[[ Exercise data, beginning ]]
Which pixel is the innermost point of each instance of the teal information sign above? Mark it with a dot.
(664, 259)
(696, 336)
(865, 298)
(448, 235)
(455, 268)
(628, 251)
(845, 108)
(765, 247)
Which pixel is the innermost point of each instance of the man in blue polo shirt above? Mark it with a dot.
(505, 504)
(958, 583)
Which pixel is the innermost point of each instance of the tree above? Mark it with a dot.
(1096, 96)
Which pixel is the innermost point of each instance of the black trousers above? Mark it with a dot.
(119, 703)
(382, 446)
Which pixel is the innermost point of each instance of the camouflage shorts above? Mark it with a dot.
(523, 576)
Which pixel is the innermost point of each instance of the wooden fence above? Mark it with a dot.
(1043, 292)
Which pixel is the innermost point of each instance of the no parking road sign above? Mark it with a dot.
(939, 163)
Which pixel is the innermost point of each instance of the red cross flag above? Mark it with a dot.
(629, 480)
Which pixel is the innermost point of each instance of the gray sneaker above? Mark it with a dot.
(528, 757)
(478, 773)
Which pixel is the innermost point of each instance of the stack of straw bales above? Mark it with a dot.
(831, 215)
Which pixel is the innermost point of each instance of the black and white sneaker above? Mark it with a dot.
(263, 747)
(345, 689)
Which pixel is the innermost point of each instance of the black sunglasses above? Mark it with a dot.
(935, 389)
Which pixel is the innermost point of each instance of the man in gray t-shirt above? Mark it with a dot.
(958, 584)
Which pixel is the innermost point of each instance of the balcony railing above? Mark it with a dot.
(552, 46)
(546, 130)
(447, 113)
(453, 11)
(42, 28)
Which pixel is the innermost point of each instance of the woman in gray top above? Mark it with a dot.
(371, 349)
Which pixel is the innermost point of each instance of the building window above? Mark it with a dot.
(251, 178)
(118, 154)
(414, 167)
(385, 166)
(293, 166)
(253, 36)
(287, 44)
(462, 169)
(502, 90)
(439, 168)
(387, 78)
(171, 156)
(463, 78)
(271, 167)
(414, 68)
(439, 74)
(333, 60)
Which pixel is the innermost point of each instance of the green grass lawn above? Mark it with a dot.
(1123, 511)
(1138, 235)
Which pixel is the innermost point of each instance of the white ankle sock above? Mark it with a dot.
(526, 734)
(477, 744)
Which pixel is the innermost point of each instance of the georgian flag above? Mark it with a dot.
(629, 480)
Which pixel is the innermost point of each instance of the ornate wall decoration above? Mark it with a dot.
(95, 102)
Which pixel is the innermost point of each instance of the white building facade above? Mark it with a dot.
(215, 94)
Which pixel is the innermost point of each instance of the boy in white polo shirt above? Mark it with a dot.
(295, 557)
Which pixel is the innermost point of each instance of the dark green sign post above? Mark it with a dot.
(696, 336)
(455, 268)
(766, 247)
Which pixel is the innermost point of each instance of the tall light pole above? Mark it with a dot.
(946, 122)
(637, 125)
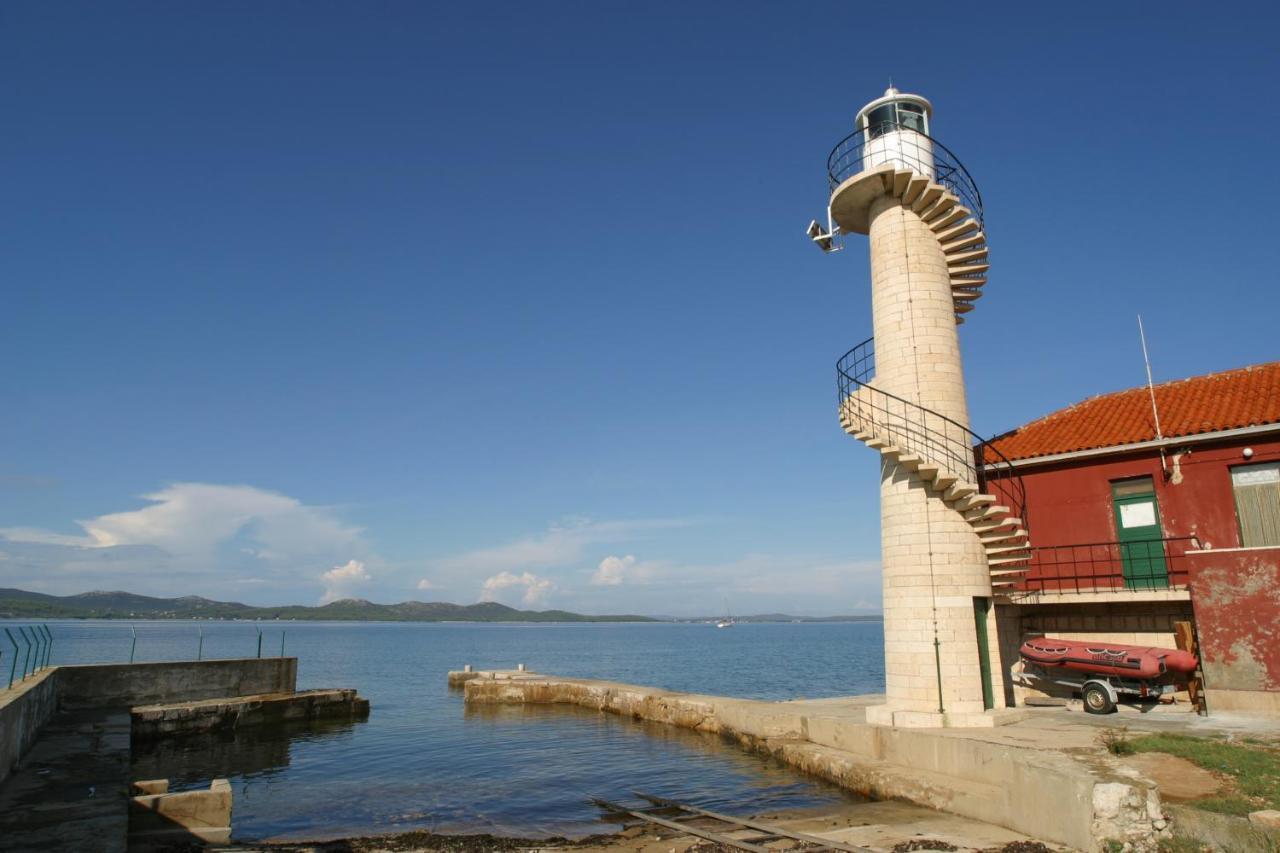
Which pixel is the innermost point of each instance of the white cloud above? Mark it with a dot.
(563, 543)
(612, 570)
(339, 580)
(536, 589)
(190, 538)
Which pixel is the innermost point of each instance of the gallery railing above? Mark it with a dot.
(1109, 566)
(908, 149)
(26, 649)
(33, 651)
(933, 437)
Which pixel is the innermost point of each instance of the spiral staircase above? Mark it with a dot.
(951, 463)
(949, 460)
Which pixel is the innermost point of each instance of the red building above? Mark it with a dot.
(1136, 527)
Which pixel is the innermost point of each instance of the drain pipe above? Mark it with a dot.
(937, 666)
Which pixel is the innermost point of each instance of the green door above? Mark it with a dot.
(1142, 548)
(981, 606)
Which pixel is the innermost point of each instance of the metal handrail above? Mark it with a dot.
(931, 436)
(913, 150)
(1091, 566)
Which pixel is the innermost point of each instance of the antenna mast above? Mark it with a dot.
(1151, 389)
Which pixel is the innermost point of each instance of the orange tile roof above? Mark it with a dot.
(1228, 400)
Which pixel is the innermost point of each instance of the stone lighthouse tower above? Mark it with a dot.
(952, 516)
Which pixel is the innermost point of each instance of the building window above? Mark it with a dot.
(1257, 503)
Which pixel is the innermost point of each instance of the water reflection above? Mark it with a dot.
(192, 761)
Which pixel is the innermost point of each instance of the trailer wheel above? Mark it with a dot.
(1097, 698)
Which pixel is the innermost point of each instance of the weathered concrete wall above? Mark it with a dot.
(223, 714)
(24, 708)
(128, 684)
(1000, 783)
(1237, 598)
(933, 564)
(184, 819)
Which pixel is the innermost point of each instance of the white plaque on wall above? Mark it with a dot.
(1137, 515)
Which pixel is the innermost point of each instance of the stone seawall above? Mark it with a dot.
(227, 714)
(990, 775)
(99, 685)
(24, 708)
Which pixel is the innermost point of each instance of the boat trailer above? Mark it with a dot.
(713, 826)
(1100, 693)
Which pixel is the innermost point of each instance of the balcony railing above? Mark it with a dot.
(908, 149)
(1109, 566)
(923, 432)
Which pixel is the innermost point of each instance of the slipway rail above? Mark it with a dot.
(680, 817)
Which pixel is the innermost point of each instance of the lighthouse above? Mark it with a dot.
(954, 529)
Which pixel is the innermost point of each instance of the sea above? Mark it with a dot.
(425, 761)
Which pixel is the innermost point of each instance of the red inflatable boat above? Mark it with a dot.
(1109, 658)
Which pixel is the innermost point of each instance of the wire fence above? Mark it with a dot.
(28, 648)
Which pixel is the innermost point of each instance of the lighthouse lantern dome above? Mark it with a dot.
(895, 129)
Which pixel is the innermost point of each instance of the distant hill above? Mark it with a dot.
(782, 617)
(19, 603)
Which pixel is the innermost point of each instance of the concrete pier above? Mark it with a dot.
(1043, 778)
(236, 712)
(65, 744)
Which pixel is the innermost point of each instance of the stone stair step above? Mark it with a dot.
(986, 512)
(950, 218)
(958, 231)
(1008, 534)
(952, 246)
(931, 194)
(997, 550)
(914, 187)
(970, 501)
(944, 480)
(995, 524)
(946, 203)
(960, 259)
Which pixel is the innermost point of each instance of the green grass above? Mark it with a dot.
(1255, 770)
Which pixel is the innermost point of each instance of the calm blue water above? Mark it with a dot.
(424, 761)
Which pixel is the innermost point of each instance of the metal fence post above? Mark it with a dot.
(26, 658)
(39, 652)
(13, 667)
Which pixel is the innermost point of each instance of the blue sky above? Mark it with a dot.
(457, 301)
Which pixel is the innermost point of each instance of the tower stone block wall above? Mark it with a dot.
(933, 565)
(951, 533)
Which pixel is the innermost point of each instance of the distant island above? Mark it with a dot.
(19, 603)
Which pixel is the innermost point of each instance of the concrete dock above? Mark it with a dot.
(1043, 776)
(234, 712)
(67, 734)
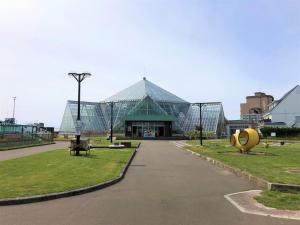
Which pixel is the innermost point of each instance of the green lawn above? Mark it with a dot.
[[ Exercise data, end ]]
● **Task requirements**:
All of the records above should be returned exactly, though the pictures should not.

● **Solution**:
Which pixel is the innermost point of each instance of the teal information sign above? Mark it with a dot.
(664, 259)
(696, 336)
(865, 298)
(448, 235)
(455, 268)
(628, 251)
(845, 108)
(765, 247)
Which pixel is the innermost point of each instance of the man in blue polo shirt above? Mark it with a dot.
(505, 504)
(958, 583)
Which pixel is the innermost point of each instance of the tree above? Mark it with a dot.
(1096, 96)
Which pixel is the innermost point of each instance of the black trousers above? Mark it with a dot.
(119, 703)
(382, 446)
Which pixel is the innermost point of each instance of the camouflage shorts above? Mark it with a dot.
(523, 576)
Which pixel is the innermost point of each instance of the wooden fence above? Mark it with a dot.
(1043, 292)
Which pixel is the innermost point of each instance of the no parking road sign above? Mark it with a dot.
(939, 163)
Which pixel is the innermost point of each instance of the red cross flag above? Mark it with a dot.
(629, 480)
Which pixel is the innermost point of each instance of the gray sneaker above? Mark it with a dot.
(528, 757)
(478, 773)
Which pixel is the innermost point of each instance of the stack of straw bales above? Mark it with a dot.
(831, 215)
Which pixel is the innermost point of each instance of the black and white sneaker above? Mark it with a dot.
(263, 747)
(345, 689)
Which pixel is the innermost point of each instance of the black sunglasses above? Mark it with a dot.
(935, 389)
Which pixel is the innermost point of each instance of the man in gray t-shirt above? Mark it with a dot.
(958, 584)
Which pixel is the innermost point of each instance of the balcony railing above? Mark it with a dot.
(552, 46)
(546, 130)
(447, 113)
(453, 11)
(42, 28)
Which pixel is the innermost point of each instance of the woman in gray top above? Mark it with a dot.
(371, 349)
Which pixel is the innermost point of each instance of the building window above? Mark it with a dot.
(251, 178)
(118, 154)
(414, 167)
(385, 166)
(293, 166)
(253, 36)
(287, 44)
(462, 169)
(502, 90)
(439, 168)
(387, 78)
(171, 156)
(463, 78)
(271, 167)
(414, 68)
(439, 74)
(333, 60)
Which pixel is the innermost point of each instance of the green grass lawn above? Mark it with a dot.
(1123, 511)
(1138, 235)
Which pixel is the innermost point of each instance of the white ankle sock above? Mark it with a dot.
(526, 734)
(477, 744)
Which pixel is the innermost point of each instance of the georgian flag above? Mark it with a dot.
(629, 480)
Which pixel is the innermost point of each instance of the ornate wall decoration above? Mark it with a dot.
(95, 102)
Which pixel is the innermost point of each instance of the white building facade above? Mark it with a dot.
(215, 94)
Which pixel is the innermost point of each instance of the boy in white polo shirt above? Mark it with a dot.
(295, 557)
Which pixel is the innermost point of each instance of the dark green sign post above? Mark it with a dot.
(696, 336)
(455, 268)
(766, 247)
Which pixel is the innermost point of each instance of the tall light pole above? Mark it with a dot.
(946, 122)
(637, 125)
Which pixel is the innermost point of each instance of the white cloud above? Mark it with a dot.
(563, 543)
(612, 570)
(339, 580)
(536, 589)
(190, 538)
Which pixel is the innermost point of each instance of the gallery railing above? Mark it with a dot.
(1109, 566)
(908, 149)
(26, 649)
(33, 651)
(933, 437)
Which pixel is the innermost point of each instance of the spiral staircase above? Mark it with a dot.
(951, 463)
(949, 460)
Which pixel is the innermost point of each instance of the red building above? Mark it with a dot.
(1136, 527)
Which pixel is the innermost point of each instance of the drain pipe above? Mark it with a dot.
(937, 666)
Which pixel is the innermost point of each instance of the green door above? Mark it with a dot.
(1142, 548)
(981, 606)
Which pixel is the innermost point of each instance of the metal handrail above? Mark it with a dot.
(931, 436)
(913, 150)
(1091, 566)
Which pixel is the innermost point of each instance of the antenna mast above? Mark it with a dot.
(1151, 389)
Which pixel is the innermost point of each instance of the orange tile roof above? Mark it with a dot.
(1228, 400)
Which pixel is the innermost point of each instance of the stone lighthouse tower above? Mark it with a dot.
(952, 516)
Which pixel is the innermost point of each instance of the building window above? Mark it with a dot.
(1257, 503)
Which pixel is the innermost point of each instance of the water reflection above? Mark it with a dot.
(192, 761)
Which pixel is the innermost point of each instance of the trailer wheel above? Mark it with a dot.
(1097, 698)
Which pixel is the innermost point of each instance of the weathered concrete wall above? Mark it with a dot.
(223, 714)
(24, 708)
(128, 684)
(1000, 783)
(1237, 598)
(933, 564)
(184, 819)
Which pixel is the innermost point of each instance of the white plaque on wall above? Mark it with a dot.
(1137, 515)
Which pixel is the innermost point of each instance of the stone seawall above? Mark it with a dot.
(227, 714)
(990, 775)
(99, 685)
(24, 708)
Which pixel is the innermost point of each instance of the boat trailer above? Mark it with a dot.
(713, 826)
(1100, 693)
Which pixel is the innermost point of each instance of the balcony railing above? Mark it with a dot.
(908, 149)
(1109, 566)
(923, 432)
Which pixel is the innermost point of each instance of the slipway rail above? Mark it with a dot.
(680, 817)
Which pixel is the innermost point of each instance of the lighthouse above? Mark it with a dot.
(954, 529)
Which pixel is the innermost point of each instance of the sea above? Mark it with a dot.
(425, 761)
Which pixel is the innermost point of each instance of the red inflatable boat above? Mark it with a dot.
(1109, 658)
Which pixel is the innermost point of each instance of the wire fence above? Mark it with a dot.
(28, 648)
Which pixel is the innermost point of each instance of the lighthouse lantern dome above? Mark it with a dot.
(895, 129)
Which pixel is the innermost point of each instance of the distant hill above? Mark it with a dot.
(782, 617)
(19, 603)
Which pixel is the innermost point of each instance of the concrete pier above? Mark it with a dot.
(1043, 778)
(236, 712)
(65, 744)
Which pixel is the innermost point of each instance of the stone stair step above? Mark it with a dot.
(986, 512)
(950, 218)
(958, 231)
(1008, 534)
(952, 246)
(931, 194)
(997, 550)
(914, 187)
(970, 501)
(944, 480)
(995, 524)
(946, 203)
(960, 259)
Which pixel is the innermost point of each instance of the green grass above? Mark it with a dot.
(1255, 770)
Which pixel is the innermost point of each instance of the calm blue water above? Mark it with a dot.
(424, 761)
Which pixel is the innermost point of each instance of the metal fence post above? Mark it with a dot.
(26, 658)
(39, 652)
(13, 667)
Which pixel is the innermost point of each instance of the blue sky above? Mark it with a dot.
(457, 301)
Which pixel is the innermost point of each instance of the tower stone block wall above? Mark it with a dot.
(933, 565)
(951, 533)
Which pixel is the innermost point of each instance of the distant island above? Mark it with a dot.
(19, 603)
Which pixel is the innermost point of each instance of the concrete dock above? Mark it with a dot.
(1043, 776)
(234, 712)
(67, 734)
Which pixel is the innermost point of each instance of the green lawn above? Mark it with a dot.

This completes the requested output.